:: Input records ::
..........

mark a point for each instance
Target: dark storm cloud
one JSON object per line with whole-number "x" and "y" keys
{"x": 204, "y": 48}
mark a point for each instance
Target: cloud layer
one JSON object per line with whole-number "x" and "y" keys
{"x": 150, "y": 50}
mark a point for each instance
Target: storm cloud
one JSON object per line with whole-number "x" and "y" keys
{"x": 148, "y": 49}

..........

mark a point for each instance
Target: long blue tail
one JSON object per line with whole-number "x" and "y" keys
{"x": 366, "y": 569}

..........

:: Given request ::
Count the lines in the rows above that contain the word "cloud", and reply with only that number.

:: Solution to the exercise ::
3